[Texte de l'exercice]

Quelle que soit la taille de l’organisation, les répondants expriment généralement le désir de disposer de meilleures ressources en cybersécurité, qu’il s’agisse de financement, de personnel ou de compétences techniques. Dans les plus petits organismes, le service de TI se compose de trois ou quatre employés qui accomplissent avec peine les fonctions essentielles de la TI et n’ont que peu de temps ou de compétences à consacrer à la gestion responsable de la cybersécurité. Tant bien que mal, ils mettent en œuvre des méthodologies très rudimentaires de cybersécurité dans leurs milieux technologiques.


Le manque de professionnels qualifiés en cybersécurité aggrave encore le problème. On constate actuellement sur le marché une forte demande d’experts en sécurité de niveau supérieur. Pour les organismes de petite taille qui ne sont pas situés à proximité ou à l’intérieur d’une des régions densément peuplées de la province, le coût et le manque de personnel talentueux dans leurs localités représentent d’importants obstacles à l’obtention de ces compétences. Un modèle régional de partage de services pourrait être la seule solution viable pour permettre à ces acteurs plus modestes d’accéder à des compétences techniques limitées sur le marché.


Même dans les grands organismes, le financement de la cybersécurité (et de la TI en général) n’est pas priorisé autant qu’il serait opportun ou juste de le faire, en raison de la concurrence acharnée des autres besoins primordiaux pour les budgets. Cela dit, les principaux acteurs sont certainement mieux placés pour répondre aux exigences de la gestion responsable de la cybersécurité, étant donné l’importance de leur personnel et des budgets dont ils disposent. Malgré cela, il serait peut-être possible d’améliorer l’efficience en déployant des outils d’automatisation destinés aux équipes de cybersécurité qui consacrent actuellement une grande partie de leur temps à exécuter des tâches et des procédés manuels.

[/Texte de l'exercice]

Consigne 1 ->
Recopiez le texte sur la cybersécurité en commençant à « Quelle que soit » et en terminant à « leurs milieux technologiques. », et renommez « service de TI » en « département informatique ».
Consigne 2 ->
Selon le texte sur la cybersécurité, combien d'employés compte le service de TI dans les plus petits organismes ?
Consigne 3 ->
Poursuivez le texte sur la cybersécurité après sa dernière phrase.

[Données disponibles]

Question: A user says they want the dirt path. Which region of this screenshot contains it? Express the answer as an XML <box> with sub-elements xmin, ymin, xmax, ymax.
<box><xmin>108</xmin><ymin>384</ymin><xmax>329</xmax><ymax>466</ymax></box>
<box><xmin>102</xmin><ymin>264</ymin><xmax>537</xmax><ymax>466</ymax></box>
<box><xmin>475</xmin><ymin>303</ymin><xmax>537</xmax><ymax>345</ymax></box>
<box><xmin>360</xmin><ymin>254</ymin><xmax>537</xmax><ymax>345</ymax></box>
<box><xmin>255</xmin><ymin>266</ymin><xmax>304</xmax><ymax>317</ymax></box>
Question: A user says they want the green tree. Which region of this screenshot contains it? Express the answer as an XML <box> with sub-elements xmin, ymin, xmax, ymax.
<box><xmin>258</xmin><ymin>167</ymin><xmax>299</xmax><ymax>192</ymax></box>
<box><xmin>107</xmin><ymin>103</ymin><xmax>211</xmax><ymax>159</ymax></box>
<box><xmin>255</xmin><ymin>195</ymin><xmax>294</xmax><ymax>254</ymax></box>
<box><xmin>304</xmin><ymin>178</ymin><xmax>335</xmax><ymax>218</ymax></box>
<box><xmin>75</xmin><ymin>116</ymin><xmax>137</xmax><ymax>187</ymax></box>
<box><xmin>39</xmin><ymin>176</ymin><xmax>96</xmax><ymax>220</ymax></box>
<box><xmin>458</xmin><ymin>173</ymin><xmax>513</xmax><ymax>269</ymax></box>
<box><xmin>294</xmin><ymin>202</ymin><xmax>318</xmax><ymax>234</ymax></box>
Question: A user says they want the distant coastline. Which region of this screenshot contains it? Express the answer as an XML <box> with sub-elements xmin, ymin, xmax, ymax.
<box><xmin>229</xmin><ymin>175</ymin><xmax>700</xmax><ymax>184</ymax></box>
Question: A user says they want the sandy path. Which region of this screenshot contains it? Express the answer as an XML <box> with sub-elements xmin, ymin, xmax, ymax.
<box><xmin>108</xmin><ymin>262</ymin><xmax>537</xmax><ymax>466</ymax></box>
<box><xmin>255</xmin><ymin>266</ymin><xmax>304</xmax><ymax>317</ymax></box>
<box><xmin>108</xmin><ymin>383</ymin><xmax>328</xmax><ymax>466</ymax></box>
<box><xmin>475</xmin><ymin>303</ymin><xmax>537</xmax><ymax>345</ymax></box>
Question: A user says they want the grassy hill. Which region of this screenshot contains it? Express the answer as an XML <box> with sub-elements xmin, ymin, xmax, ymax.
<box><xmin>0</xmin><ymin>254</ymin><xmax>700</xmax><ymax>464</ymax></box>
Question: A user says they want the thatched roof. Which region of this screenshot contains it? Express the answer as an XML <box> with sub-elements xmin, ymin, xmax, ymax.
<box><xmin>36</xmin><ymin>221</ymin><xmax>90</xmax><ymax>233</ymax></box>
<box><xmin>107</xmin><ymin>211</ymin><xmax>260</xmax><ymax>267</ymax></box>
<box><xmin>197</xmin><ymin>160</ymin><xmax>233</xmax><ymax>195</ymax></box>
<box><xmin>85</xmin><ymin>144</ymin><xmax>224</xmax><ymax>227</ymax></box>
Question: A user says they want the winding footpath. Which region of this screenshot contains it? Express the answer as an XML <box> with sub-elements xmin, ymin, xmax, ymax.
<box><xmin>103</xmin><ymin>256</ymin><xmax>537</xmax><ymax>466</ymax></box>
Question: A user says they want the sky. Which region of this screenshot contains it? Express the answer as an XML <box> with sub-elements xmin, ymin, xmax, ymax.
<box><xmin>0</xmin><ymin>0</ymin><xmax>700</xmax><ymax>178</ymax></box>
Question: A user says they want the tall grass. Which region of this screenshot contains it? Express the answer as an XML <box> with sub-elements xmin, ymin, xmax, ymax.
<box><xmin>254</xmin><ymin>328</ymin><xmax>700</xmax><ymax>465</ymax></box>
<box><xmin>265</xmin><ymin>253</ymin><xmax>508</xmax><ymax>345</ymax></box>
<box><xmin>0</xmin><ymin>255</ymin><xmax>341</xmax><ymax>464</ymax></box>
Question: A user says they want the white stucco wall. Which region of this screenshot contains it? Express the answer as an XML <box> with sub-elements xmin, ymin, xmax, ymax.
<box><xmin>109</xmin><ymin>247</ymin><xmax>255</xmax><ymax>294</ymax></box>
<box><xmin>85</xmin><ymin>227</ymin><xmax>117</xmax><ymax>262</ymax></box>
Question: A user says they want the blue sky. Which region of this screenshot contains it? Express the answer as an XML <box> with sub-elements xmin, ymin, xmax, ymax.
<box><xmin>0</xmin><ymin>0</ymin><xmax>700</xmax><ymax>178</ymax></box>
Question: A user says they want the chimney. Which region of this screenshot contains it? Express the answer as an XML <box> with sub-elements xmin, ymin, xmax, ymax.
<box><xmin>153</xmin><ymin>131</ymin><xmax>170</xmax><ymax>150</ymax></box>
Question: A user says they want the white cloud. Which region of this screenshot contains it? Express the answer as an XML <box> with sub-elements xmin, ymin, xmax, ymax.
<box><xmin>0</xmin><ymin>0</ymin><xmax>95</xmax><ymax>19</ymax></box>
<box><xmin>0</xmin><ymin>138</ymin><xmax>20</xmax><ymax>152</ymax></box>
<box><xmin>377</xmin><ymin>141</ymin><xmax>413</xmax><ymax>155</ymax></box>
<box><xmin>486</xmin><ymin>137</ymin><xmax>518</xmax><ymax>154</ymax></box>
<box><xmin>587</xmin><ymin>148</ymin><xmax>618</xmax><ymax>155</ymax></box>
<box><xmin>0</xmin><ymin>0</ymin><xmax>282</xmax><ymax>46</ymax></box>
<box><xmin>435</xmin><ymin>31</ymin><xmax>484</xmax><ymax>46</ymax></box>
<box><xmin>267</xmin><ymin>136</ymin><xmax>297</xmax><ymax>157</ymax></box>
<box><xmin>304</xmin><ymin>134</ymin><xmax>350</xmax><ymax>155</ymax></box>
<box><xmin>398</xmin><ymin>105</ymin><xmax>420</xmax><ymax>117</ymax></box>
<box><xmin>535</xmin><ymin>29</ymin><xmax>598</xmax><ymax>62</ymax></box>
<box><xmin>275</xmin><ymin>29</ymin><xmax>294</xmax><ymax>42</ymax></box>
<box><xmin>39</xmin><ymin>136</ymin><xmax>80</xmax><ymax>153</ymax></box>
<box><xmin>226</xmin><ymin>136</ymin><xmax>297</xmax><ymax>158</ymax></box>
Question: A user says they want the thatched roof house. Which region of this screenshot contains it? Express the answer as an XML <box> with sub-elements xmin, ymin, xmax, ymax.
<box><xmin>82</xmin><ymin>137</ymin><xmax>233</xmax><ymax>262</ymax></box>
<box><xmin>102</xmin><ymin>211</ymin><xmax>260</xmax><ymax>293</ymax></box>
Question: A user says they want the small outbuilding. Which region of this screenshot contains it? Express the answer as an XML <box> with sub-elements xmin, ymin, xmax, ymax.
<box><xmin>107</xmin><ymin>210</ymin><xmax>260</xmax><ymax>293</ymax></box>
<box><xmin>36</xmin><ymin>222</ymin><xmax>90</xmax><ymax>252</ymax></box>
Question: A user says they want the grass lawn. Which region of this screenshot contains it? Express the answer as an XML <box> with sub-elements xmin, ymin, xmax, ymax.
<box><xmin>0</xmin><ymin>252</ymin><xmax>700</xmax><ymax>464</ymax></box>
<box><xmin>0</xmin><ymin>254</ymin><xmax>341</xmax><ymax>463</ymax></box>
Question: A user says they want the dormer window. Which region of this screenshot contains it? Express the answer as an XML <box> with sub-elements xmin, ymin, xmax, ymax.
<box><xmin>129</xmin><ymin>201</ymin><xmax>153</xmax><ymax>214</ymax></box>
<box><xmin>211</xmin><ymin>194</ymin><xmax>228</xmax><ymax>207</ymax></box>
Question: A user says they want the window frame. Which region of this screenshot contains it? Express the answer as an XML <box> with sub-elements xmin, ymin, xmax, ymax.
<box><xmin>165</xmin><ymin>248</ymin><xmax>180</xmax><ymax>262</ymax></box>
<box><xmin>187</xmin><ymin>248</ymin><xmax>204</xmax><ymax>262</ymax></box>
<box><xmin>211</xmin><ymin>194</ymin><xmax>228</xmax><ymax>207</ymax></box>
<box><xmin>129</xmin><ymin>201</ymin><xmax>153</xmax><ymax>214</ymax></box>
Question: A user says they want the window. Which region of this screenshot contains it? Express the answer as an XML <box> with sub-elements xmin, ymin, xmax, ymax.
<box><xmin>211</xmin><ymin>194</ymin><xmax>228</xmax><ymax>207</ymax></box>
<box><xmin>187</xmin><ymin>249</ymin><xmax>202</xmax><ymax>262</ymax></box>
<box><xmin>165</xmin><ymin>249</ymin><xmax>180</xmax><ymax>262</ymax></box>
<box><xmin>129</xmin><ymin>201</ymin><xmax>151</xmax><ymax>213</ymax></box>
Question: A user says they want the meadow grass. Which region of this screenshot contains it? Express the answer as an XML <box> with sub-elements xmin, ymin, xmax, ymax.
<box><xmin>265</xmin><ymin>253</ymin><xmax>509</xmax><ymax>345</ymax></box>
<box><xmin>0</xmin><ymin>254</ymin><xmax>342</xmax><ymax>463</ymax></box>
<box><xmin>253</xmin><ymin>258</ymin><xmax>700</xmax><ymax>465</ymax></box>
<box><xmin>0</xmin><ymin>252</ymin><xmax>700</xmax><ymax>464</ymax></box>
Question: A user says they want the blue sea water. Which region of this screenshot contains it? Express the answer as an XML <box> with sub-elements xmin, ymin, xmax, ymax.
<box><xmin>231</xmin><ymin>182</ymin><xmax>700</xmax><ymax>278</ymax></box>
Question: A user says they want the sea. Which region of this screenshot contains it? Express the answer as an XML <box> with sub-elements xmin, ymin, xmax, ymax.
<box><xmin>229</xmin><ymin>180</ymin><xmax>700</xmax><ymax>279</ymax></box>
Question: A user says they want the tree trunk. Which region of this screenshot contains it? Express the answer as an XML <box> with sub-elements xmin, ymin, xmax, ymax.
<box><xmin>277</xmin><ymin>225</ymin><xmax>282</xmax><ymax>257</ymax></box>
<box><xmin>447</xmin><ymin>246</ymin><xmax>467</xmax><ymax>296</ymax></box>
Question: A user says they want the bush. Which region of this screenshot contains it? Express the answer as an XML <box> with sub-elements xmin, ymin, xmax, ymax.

[/Données disponibles]

Réponse 1 ->
Quelle que soit la taille de l’organisation, les répondants expriment généralement le désir de disposer de meilleures ressources en cybersécurité, qu’il s’agisse de financement, de personnel ou de compétences techniques. Dans les plus petits organismes, le département informatique se compose de trois ou quatre employés qui accomplissent avec peine les fonctions essentielles de la TI et n’ont que peu de temps ou de compétences à consacrer à la gestion responsable de la cybersécurité. Tant bien que mal, ils mettent en œuvre des méthodologies très rudimentaires de cybersécurité dans leurs milieux technologiques.

Réponse 2 ->
Trois ou quatre employés.

Réponse 3 ->
Comme le problème des contraintes liées aux ressources, la question des systèmes patrimoniaux est un thème commun parmi tous les représentants des membres du secteur parapublic. L’incapacité de remplacer des systèmes patrimoniaux désuets et non assistés complique énormément la gestion efficace de la cybersécurité. Certains systèmes patrimoniaux sont dépourvus de fonctions de sécurité standards telles que le contrôle de l’accès, l’intégrité des données, l’authentification, le verrouillage de mots de passe et les journaux d’audit. L’utilisation de logiciels commerciaux non assistés signifie que les fournisseurs n’offrent plus de rustines de sécurité permettant de corriger les nouveaux points vulnérables sur le plan de la sécurité. De même, la « dette technique » résultant des logiciels personnalisés mal codés contribue aux risques pour la cybersécurité lorsque les développeurs de ces logiciels n’ont pas reçu la formation appropriée pour écrire des codes sécurisés. En outre, le développement de logiciels de qualité inférieure crée des complexités, entrave l’amélioration continue et pose un très grand obstacle à la gestion efficace et sécurisée des systèmes de TI.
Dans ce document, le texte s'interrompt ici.